• **TRECHO DO DOCUMENTO**
:::::
3 em 1

Metá Metá (expressão Yorubá, que pode ser traduzida como “unidade de três”) já tem seu lugar garantido na música brasileira de 2011: o trio — formado por Kiko Dinucci (voz e violão), Juçara Marçal (voz) e Thiago França (sax e flauta) — lançou digitalmente um disco instigante no primeiro semestre e só agora, cinco meses depois, solta um CD que será vendido nos shows. Os três integrantes conversaram com a Radiola Urbana por email e demonstram que não só na música, mas também no discurso, formam mesmo uma unidade rara

1)

O violão é percussivo, a flauta pode soar como se fosse dedilhada e as vozes podem harmonizar como teclados. A primeira coisa que salta aos ouvidos na audição de “Metá Metá” é a instrumentação. Cinco faixas se sustentam simplesmente com sopros e cordas (vocais e do violão) e cada elemento se desafia e interage de modo a não obedecer nenhuma convenção — seja do samba, da canção ou do suposto papel que cada instrumento tem de cumprir num arranjo. Outras quatro acrescentam percussão (Samba Sam) e bateria (Serginho Machado), além de uma única que traz o cavaquinho de Rodrigo Campos. Não há baixo nem teclado e ninguém sente falta. O óbvio não é bem-vindo aqui. Essa opção confere um realce natural às letras e às vozes, com uma linha narrativa em evidência quase como uma sessão de curtas-metragens. Além das músicas de Kiko Dinucci, há composições de Siba, Rodrigo Campos, Douglas Germano, Jonathan Silva, Lincoln Antônio e Maurício Pereira. A química do trio também bate forte no peito: há uma convicção de que essa ideia só funcionaria desse jeito com estes três músicos e as dinâmicas que o encontro estimula. Acrescenta-se aí o estilo de cada um. Kiko busca timbres e texturas e modifica o som com pedaços de plástico enfiados nas hastes do violão. A voz de Juçara varia da doçura para o grito de guerra com uma naturalidade espantosa. Thiago não se contenta com o papel de solista com hora marcada. Tanta criatividade dispensa um maior esmero na produção: embora os arranjos surpreendam pela originalidade, há uma certa crueza no acabamento.
:::::
• **DADOS REGISTRADOS**
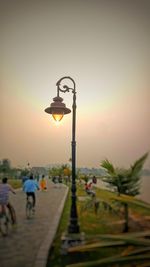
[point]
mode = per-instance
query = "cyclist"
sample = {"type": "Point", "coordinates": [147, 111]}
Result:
{"type": "Point", "coordinates": [29, 187]}
{"type": "Point", "coordinates": [4, 199]}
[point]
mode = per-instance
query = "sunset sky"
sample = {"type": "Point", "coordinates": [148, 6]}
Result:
{"type": "Point", "coordinates": [104, 45]}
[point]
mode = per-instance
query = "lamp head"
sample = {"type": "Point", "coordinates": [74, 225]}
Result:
{"type": "Point", "coordinates": [57, 108]}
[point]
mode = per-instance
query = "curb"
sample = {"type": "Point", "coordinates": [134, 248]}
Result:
{"type": "Point", "coordinates": [41, 259]}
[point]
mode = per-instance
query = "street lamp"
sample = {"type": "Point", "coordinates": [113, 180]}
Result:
{"type": "Point", "coordinates": [58, 109]}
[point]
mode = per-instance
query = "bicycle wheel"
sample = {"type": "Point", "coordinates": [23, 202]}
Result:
{"type": "Point", "coordinates": [28, 209]}
{"type": "Point", "coordinates": [4, 224]}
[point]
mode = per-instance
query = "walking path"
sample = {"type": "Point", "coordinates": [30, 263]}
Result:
{"type": "Point", "coordinates": [28, 244]}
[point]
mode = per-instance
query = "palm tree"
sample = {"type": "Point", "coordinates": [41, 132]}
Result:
{"type": "Point", "coordinates": [124, 181]}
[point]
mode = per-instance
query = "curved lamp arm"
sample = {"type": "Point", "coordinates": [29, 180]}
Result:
{"type": "Point", "coordinates": [66, 88]}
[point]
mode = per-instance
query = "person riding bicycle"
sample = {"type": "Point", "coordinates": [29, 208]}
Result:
{"type": "Point", "coordinates": [4, 198]}
{"type": "Point", "coordinates": [29, 187]}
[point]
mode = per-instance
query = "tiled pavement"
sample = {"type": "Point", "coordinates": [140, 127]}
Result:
{"type": "Point", "coordinates": [28, 244]}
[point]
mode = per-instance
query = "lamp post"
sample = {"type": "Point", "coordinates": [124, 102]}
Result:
{"type": "Point", "coordinates": [58, 109]}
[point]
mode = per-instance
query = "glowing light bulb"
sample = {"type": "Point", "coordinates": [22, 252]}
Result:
{"type": "Point", "coordinates": [58, 117]}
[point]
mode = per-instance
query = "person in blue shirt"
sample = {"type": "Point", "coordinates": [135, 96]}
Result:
{"type": "Point", "coordinates": [29, 187]}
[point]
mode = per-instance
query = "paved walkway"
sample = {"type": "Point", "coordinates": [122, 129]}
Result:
{"type": "Point", "coordinates": [28, 245]}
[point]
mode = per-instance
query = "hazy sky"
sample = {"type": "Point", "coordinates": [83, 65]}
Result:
{"type": "Point", "coordinates": [104, 45]}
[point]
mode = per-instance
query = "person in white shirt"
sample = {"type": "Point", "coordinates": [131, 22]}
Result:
{"type": "Point", "coordinates": [4, 198]}
{"type": "Point", "coordinates": [29, 187]}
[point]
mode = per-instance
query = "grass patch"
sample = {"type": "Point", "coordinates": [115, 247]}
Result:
{"type": "Point", "coordinates": [92, 224]}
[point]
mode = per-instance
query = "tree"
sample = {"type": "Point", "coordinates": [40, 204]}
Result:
{"type": "Point", "coordinates": [124, 181]}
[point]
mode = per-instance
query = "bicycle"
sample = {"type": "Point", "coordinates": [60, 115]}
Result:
{"type": "Point", "coordinates": [29, 207]}
{"type": "Point", "coordinates": [5, 220]}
:::::
• **DETALHES DA TAREFA**
Continue o texto sobre o disco do trio Metá Metá a partir da última frase. As entradas não têm nada a ver com isto.

• **RESPOSTA À TAREFA**
Kiko Dinucci – O que consigo explicar mais racionalmente sobre o resultado da composição é que eu, Thiago e Juçara temos uma química que misteriosamente funciona muito. Tocamos juntos há 5 anos. Isso cria uma certa intimidade, a coisa funciona sozinha, é meio mágico. O que pode facilitar é o fato de termos uma visão estética e artística que se encaixa, que combina. Temos um compromisso com a invenção e essa criação tem de vir acompanhada de prazer e diversão. A arte é o nosso playcenter: rimos e nos divertimos, somos felizes enquanto estamos trabalhando nesse plano.

Thiago França – O lance de dispensar o baixo não foi proposital nem conceitual, simplesmente não havia um baixista que se encaixasse no som. Uma banda não é como um time de futebol, que precisa ter um lateral, um goleiro… Precisa ter gente que entenda o som proposto. Aliás, química não é uma coisa a qual se chega, tem ou não tem. A primeira vez que a gente tocou
junto já rolou um lance, deu pra ver claramente que tinha alguma coisa ali.

Juçara Marçal – O processo de criação aconteceu a partir de experimentações muito descompromissadas, não havia uma intenção anterior ao processo. O mote era achar um jeito de tocar, nessa formação trio, as canções que a gente curtia. Então, a própria formação ajudou nessa valorização das letras. Os arranjos econômicos, utilizando muito de contrapontos e ostinatos, funcionam como um pedal sobre o qual a melodia e a letra das canções podem passear mais livremente.

KD – Essa valorização da letra não é novidade pra mim. Em todos os meus discos eu tentei gravar canções que se destacavam pelas letras. O que aconteceu com o Metá é que seguimos inconscientemente um caminho na contra-mão da produção independente atual. Hoje em dia eu acho o som da galera muito bacana e bem produzido, mas tem muita roupagem e pouco corpo. Sinto falta de composições mais densas, com letras que te pegam. A minha geração é muito deficiente nesse sentido, acho que eles tem de ouvir mais coisas brasileiras lá de trás: Caymmi é uma aula, Luiz Gonzaga, esse pessoal… Está faltando referência, vão no máximo até o Caetano dos 70, tem mais coisa por aí. Talvez essa abstração melódica e literária da nova geração seja a característica e não o defeito, mas não me encaixo nesse contexto. Os arranjos de Metá Metá são complexos, muitos contrapontos, uma visão mais africana de tocar. E tem os vazios também. A voz está sempre na frente escancarando a canção. Essas canções já são boas por si só. Quando a canção é boa, já temos meio caminho andado.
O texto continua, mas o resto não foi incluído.